*Task description*: Convert every line of the records below into a JSON list of strings, one string per line, leaving out any blank lines.

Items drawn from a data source
---+---

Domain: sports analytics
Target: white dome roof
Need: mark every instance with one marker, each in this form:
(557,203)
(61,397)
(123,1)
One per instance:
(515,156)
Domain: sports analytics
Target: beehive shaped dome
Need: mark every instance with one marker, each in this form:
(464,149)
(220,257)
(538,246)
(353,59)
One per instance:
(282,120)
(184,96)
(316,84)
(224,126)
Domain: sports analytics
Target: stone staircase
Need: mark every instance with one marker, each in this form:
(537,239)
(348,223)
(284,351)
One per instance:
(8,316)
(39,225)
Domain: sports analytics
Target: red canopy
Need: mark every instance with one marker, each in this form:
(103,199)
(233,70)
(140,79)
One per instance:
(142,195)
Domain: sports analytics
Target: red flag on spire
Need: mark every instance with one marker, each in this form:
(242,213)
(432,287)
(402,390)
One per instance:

---+---

*Task result*:
[
  "Domain: sports analytics",
  "Target: white dome roof",
  "Need: mark every instance with one marker, each in this form:",
  "(557,203)",
  "(61,397)",
  "(123,1)",
  "One per instance:",
  "(515,156)",
  "Domain: sports analytics",
  "Target: beehive shaped dome",
  "Need: mark every instance with one marker, each in this form:",
  "(464,149)",
  "(220,257)",
  "(538,246)",
  "(353,59)",
  "One per instance:",
  "(282,120)",
  "(184,96)",
  "(316,84)",
  "(224,126)",
  "Domain: sports analytics",
  "Target: stone staircase",
  "Need: mark every instance with one marker, each in this form:",
  "(537,239)",
  "(348,223)",
  "(284,351)",
  "One per instance:",
  "(8,316)",
  "(39,225)",
  "Domain: sports analytics",
  "Target: red canopy",
  "Need: mark every instance with one marker, each in this form:",
  "(103,199)",
  "(233,70)",
  "(140,79)",
  "One per instance:",
  "(142,195)",
  "Domain: sports analytics",
  "Target: red flag on spire",
  "Need: mark every instance with one marker, each in this form:",
  "(242,213)",
  "(432,287)",
  "(402,390)",
  "One per instance:"
]